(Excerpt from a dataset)
--------------------

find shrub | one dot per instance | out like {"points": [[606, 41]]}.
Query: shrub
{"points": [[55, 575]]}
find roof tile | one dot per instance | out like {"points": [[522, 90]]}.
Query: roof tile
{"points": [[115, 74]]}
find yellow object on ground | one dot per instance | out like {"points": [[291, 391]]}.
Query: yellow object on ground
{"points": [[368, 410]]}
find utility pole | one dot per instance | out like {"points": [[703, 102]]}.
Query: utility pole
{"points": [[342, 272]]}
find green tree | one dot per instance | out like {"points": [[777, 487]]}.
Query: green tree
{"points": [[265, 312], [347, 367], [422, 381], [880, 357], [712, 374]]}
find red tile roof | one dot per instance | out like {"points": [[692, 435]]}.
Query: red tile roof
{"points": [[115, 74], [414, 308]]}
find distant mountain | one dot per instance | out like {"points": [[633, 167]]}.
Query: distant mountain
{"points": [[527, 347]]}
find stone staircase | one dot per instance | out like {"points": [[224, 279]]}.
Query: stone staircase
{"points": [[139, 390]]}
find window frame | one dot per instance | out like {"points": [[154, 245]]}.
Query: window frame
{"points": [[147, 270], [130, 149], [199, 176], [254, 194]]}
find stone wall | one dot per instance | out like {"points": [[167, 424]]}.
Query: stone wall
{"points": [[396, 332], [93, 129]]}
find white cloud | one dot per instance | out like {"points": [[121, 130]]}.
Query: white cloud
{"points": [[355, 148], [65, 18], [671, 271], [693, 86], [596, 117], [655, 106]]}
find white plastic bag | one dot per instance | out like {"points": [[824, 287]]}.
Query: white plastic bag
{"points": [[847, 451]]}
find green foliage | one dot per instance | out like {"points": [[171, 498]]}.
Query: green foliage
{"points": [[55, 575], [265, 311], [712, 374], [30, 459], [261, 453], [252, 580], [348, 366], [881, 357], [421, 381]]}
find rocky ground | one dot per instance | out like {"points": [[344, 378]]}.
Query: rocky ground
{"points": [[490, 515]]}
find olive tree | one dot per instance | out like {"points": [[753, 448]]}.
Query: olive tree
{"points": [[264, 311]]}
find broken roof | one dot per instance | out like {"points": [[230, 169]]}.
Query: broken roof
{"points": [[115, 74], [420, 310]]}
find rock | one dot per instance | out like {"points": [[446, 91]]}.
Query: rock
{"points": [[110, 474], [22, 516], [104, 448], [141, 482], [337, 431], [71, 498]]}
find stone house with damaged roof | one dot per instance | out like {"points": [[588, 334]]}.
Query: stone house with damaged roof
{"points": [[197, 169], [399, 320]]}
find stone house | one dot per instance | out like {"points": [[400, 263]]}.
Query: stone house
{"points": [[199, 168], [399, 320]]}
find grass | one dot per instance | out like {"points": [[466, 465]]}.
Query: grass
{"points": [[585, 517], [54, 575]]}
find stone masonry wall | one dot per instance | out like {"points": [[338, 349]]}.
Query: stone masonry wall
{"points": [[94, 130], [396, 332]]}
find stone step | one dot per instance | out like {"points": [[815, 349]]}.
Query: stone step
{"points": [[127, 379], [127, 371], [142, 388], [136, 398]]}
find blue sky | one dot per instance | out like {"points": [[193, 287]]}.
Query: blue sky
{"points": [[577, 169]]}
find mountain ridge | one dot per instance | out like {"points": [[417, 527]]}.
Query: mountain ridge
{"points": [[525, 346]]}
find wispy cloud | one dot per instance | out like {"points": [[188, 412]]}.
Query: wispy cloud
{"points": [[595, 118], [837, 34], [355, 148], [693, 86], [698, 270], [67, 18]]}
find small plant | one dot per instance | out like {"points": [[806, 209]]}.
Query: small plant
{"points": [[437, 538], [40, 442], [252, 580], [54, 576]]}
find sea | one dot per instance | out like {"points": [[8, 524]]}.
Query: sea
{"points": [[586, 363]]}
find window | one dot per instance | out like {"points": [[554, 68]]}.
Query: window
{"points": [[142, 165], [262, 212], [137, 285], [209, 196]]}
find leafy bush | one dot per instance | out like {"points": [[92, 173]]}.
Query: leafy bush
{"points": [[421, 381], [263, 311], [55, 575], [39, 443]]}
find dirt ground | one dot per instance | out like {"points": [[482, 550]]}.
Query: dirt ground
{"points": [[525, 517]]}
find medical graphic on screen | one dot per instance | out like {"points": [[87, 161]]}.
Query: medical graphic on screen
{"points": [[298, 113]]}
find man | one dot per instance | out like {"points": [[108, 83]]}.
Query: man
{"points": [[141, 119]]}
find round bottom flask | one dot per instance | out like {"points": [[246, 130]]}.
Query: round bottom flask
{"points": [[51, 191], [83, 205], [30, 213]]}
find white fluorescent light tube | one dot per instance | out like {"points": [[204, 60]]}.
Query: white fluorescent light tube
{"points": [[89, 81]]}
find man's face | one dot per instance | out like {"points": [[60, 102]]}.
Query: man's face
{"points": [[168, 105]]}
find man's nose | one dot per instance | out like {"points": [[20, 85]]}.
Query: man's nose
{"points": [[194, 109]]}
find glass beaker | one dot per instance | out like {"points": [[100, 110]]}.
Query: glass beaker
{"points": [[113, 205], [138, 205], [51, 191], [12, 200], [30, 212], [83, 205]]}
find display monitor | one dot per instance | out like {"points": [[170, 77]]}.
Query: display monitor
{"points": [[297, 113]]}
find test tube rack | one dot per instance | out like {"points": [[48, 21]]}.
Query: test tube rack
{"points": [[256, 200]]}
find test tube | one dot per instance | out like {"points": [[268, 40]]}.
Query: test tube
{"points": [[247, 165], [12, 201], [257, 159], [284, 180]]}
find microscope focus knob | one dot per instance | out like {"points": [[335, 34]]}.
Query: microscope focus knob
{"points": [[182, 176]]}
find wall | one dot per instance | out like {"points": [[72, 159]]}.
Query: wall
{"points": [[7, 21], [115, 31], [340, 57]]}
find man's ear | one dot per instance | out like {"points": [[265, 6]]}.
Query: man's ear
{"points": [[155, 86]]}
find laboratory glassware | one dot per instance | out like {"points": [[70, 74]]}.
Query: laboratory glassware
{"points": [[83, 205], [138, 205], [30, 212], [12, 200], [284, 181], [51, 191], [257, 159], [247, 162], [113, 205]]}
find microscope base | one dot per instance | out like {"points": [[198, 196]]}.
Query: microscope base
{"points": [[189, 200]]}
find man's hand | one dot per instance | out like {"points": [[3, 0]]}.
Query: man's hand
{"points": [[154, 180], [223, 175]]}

--------------------

[GIVEN REQUEST]
Emit verbatim the lines running from the one with "find glass beaker" through the last line of the data, both endpoints inclusive.

[RESPONSE]
find glass beaker | one dot per instance | out like {"points": [[100, 110]]}.
Query: glass beaker
{"points": [[113, 205], [138, 205], [51, 191], [12, 200], [30, 212], [83, 205]]}
find display monitor | one dot per instance | out like {"points": [[170, 77]]}.
Query: display monitor
{"points": [[297, 113]]}
find test tube rack | one dot per instance | out like {"points": [[48, 21]]}.
Query: test tube rack
{"points": [[256, 200]]}
find test tube | one dot per instance | out like {"points": [[268, 40]]}.
Query: test tube
{"points": [[247, 165], [12, 201], [257, 159], [284, 180]]}
find microscope focus knob | one dot per instance | out like {"points": [[335, 34]]}.
Query: microscope focus knob
{"points": [[182, 176]]}
find wall | one dot per instance | out like {"points": [[72, 159]]}.
Query: wall
{"points": [[7, 21], [115, 31], [340, 57]]}
find man's ear | one dot per instance | out like {"points": [[265, 6]]}.
Query: man's ear
{"points": [[155, 86]]}
find laboratory glassware | one dot per instance | out like {"points": [[70, 74]]}.
Query: laboratory glassware
{"points": [[83, 205], [138, 205], [30, 212], [12, 200], [284, 181], [51, 191], [257, 159], [247, 162], [113, 205]]}
find microscope base | one dot per instance | out like {"points": [[198, 196]]}.
Query: microscope base
{"points": [[189, 200]]}
find man's hand | one dot per instance | out like {"points": [[3, 0]]}.
Query: man's hand
{"points": [[154, 180], [223, 175]]}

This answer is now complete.